### Given problem
Output all of the entries exactly as written.

------------------------------------------------------------------------

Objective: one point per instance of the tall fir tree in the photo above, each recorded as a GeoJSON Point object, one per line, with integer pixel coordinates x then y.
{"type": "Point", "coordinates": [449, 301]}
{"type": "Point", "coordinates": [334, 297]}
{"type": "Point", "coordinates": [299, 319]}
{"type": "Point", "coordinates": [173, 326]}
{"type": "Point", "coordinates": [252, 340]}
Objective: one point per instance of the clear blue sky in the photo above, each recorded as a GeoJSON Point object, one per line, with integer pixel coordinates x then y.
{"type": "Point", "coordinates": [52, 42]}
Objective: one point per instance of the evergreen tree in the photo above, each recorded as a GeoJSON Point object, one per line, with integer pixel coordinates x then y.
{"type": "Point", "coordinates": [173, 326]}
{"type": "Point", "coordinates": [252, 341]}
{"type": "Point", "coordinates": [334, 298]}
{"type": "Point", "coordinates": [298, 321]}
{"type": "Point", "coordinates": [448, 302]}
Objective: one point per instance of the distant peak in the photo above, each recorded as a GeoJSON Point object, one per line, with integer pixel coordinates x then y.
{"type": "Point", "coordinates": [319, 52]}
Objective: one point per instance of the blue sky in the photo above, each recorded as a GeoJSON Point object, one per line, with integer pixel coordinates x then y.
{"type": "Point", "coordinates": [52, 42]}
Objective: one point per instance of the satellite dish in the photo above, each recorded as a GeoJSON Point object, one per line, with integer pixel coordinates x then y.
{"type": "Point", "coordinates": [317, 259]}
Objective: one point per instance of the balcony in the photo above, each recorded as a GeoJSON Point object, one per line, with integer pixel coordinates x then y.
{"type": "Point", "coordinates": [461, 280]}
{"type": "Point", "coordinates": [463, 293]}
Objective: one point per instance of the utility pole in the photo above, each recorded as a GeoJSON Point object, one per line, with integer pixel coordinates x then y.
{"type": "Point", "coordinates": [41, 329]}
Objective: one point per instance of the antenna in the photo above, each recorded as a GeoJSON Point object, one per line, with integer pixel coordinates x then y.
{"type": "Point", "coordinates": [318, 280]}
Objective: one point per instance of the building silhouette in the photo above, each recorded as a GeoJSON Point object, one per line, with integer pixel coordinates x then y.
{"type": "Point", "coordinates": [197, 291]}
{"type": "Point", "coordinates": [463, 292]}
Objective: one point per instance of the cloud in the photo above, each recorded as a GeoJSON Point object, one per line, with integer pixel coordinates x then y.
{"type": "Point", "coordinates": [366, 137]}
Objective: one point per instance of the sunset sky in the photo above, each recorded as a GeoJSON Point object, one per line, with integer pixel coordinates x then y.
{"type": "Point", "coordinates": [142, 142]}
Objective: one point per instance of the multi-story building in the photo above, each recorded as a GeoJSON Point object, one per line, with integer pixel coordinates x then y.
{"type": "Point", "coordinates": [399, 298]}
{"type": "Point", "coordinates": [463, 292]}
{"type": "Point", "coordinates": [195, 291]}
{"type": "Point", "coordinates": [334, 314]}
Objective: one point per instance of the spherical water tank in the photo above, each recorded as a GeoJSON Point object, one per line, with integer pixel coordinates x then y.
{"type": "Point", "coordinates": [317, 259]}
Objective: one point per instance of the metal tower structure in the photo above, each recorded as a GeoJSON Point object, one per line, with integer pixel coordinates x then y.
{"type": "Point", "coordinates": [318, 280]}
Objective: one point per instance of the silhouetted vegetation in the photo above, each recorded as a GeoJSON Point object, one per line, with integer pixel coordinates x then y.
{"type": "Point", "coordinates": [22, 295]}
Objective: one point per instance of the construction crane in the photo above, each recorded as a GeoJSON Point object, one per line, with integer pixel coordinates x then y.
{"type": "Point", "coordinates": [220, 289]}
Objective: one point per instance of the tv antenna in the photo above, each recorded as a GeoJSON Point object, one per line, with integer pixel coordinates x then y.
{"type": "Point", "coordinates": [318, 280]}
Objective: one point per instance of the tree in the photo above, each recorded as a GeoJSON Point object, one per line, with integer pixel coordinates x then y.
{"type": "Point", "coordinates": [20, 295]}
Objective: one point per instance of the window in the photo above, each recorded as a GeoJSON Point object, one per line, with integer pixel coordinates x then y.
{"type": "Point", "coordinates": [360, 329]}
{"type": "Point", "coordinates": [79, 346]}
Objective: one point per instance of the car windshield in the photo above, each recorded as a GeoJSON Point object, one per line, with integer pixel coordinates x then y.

------------------------------------------------------------------------

### Problem solution
Objective: one point per instance of the tall fir tree in the photo above, each recorded as a GeoJSON Point object, one per line, with integer pixel coordinates x then y.
{"type": "Point", "coordinates": [449, 301]}
{"type": "Point", "coordinates": [334, 297]}
{"type": "Point", "coordinates": [299, 319]}
{"type": "Point", "coordinates": [173, 326]}
{"type": "Point", "coordinates": [252, 340]}
Objective: one point per instance of the clear blue sky in the photo above, each recorded as a GeoJSON Point object, one per line, with integer pixel coordinates x then y.
{"type": "Point", "coordinates": [52, 42]}
Objective: one point per instance of the evergreen tree in the photo above, each recorded as a GeoJSON Point object, one per line, with integer pixel coordinates x then y.
{"type": "Point", "coordinates": [173, 326]}
{"type": "Point", "coordinates": [252, 341]}
{"type": "Point", "coordinates": [334, 298]}
{"type": "Point", "coordinates": [298, 321]}
{"type": "Point", "coordinates": [448, 302]}
Objective: one point per instance of the distant peak in the photo above, each recorded as a GeoJSON Point object, one per line, with integer pixel coordinates x then y.
{"type": "Point", "coordinates": [319, 52]}
Objective: one point per instance of the blue sky in the photo above, each recorded as a GeoJSON Point object, one per line, with integer pixel coordinates x then y.
{"type": "Point", "coordinates": [52, 42]}
Objective: one point per instance of the satellite dish in the photo above, each recorded as a GeoJSON Point object, one per line, with integer pixel coordinates x then y.
{"type": "Point", "coordinates": [317, 259]}
Objective: one point per instance of the balcony in the photo above, each recorded as a GeoJSON Point object, one per line, with integer pixel coordinates x then y.
{"type": "Point", "coordinates": [461, 280]}
{"type": "Point", "coordinates": [463, 293]}
Objective: one point per instance of the utility pole in the photo above, each recorded as a GeoJSON Point object, one per line, with integer pixel coordinates x then y.
{"type": "Point", "coordinates": [41, 329]}
Objective: one point per instance of the antenna in the photo above, each recorded as a GeoJSON Point object, one per line, with integer pixel coordinates x then y.
{"type": "Point", "coordinates": [318, 280]}
Objective: one point per instance of the building silhouette in the photo above, each recorded as a GeoJSON Point object, one per line, with integer pixel coordinates x then y.
{"type": "Point", "coordinates": [197, 291]}
{"type": "Point", "coordinates": [463, 292]}
Objective: one point per instance of the cloud in the photo above, each recorded as a GeoJSON Point object, one per line, with integer pixel coordinates x then y.
{"type": "Point", "coordinates": [366, 137]}
Objective: one point per instance of the sunset sky in the photo above, each recorded as a GeoJSON Point object, one per line, with integer pixel coordinates x then y.
{"type": "Point", "coordinates": [142, 142]}
Objective: one point per instance of the multi-story building in the photo above, each recorded as a GeoJSON Point object, one per line, with integer pixel coordinates x then y.
{"type": "Point", "coordinates": [399, 298]}
{"type": "Point", "coordinates": [463, 292]}
{"type": "Point", "coordinates": [195, 291]}
{"type": "Point", "coordinates": [334, 314]}
Objective: one point per instance of the spherical water tank in the photo above, each recorded as a GeoJSON Point object, one per line, with integer pixel coordinates x then y.
{"type": "Point", "coordinates": [317, 259]}
Objective: one point per instance of the metal tower structure in the photo above, each recorded as a GeoJSON Point object, one per line, with integer pixel coordinates x then y.
{"type": "Point", "coordinates": [318, 280]}
Objective: one point per instance of the silhouetted vegetation in the photo above, each recorded as a GeoJSON Point object, one per line, with integer pixel coordinates x then y.
{"type": "Point", "coordinates": [22, 295]}
Objective: one point per instance of the construction crane in the photo above, each recorded as a GeoJSON Point object, one per line, with integer pixel coordinates x then y.
{"type": "Point", "coordinates": [220, 289]}
Objective: one point per instance of the tv antenna in the photo above, each recorded as a GeoJSON Point object, one per line, with integer pixel coordinates x then y.
{"type": "Point", "coordinates": [318, 280]}
Objective: one point per instance of the tree in the photo above, each recorded as a GeoJSON Point object, one per line, with integer pixel coordinates x then y.
{"type": "Point", "coordinates": [20, 295]}
Objective: one point per instance of the window in the photo above, each recorded as a GeoJSON Point object, one per line, with integer pixel coordinates x then y.
{"type": "Point", "coordinates": [360, 329]}
{"type": "Point", "coordinates": [79, 346]}
Objective: one point per instance of the car windshield in the photo above, each recorded as a GeoJSON Point object, one per line, with integer pixel coordinates x then y.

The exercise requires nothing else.